### The problem
Please give the listing again, word for word, with nothing left out.

### Supplied records
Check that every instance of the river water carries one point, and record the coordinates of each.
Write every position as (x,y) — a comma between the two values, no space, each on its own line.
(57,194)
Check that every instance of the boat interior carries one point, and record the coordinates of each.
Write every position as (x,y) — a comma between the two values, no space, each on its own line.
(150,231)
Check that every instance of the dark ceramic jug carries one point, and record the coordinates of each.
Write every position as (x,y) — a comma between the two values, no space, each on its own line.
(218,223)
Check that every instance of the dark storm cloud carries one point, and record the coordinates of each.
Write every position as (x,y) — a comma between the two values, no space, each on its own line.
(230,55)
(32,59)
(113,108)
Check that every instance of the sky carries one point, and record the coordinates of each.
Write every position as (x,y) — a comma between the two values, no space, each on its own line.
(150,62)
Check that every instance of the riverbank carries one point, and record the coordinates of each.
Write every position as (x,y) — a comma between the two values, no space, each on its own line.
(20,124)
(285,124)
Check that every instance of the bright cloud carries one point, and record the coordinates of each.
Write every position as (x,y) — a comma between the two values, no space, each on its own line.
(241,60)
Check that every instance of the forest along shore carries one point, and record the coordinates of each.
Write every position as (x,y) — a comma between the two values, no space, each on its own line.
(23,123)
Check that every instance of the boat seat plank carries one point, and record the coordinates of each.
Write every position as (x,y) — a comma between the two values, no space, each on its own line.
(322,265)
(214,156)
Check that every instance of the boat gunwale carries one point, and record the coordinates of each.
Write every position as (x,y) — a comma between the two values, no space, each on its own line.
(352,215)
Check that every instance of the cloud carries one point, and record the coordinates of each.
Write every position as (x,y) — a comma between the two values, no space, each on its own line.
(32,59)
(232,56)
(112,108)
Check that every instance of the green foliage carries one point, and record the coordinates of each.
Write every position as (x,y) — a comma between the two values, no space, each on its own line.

### Result of the exercise
Check that every instance of the river water carries one point, and record the coordinates of each.
Write every position as (x,y) — a comma between the two values, no space, each on its own line.
(57,194)
Check that every instance of the boat interior carries one point, and record the coordinates of each.
Write every position as (x,y) — a comma between the two values, no space, each on its own line.
(150,231)
Check that every instance of the dark ceramic jug carries one point, and record the coordinates of each.
Write every position as (x,y) — a comma between the two values, no space, each on its own line.
(218,223)
Check that every instance of the dark storm cloud carries one point, and record the coordinates of each.
Write every position as (x,y) — a comma between the two values, no space, each on its own line.
(230,55)
(32,59)
(113,108)
Check that every instance of the sky carries one point, and record the coordinates of each.
Write every position as (x,y) — a comma between the two values, no space, each on its own line.
(150,62)
Check that every instance of the riverbank carries one point, and record the coordinates of each.
Write every position as (x,y) — a comma between the two values, no space, each on its own line.
(20,124)
(285,124)
Check that every instance of the bright cloud carries one point, and record the coordinates of each.
Write every position as (x,y) — a comma between the two values, no space, each on its own line.
(241,60)
Check that every instance of the forest along shore carries one point, and record the coordinates of each.
Write every position as (x,y) — a comma between the two values, no space, each on its own line.
(23,123)
Check that every instance of the boat seat plank carries one point, and record the coordinates of each.
Write every position as (x,y) — a comma between the two values, no space, each on its own line.
(322,265)
(214,156)
Check that every instance of the boat gunwale carries one point, and record the coordinates of each.
Write every position as (x,y) — a comma between the two values, no space, each on its own line.
(352,215)
Check that every instance of the cloud carries one point, and record the coordinates of each.
Write every position as (x,y) — a comma between the two values, no space, each on its own line.
(32,59)
(232,56)
(112,108)
Check that every instance of the green foliage carries one point, and record the coordinates of each.
Write every position as (x,y) — a comma between the two values, no space, each on its own line.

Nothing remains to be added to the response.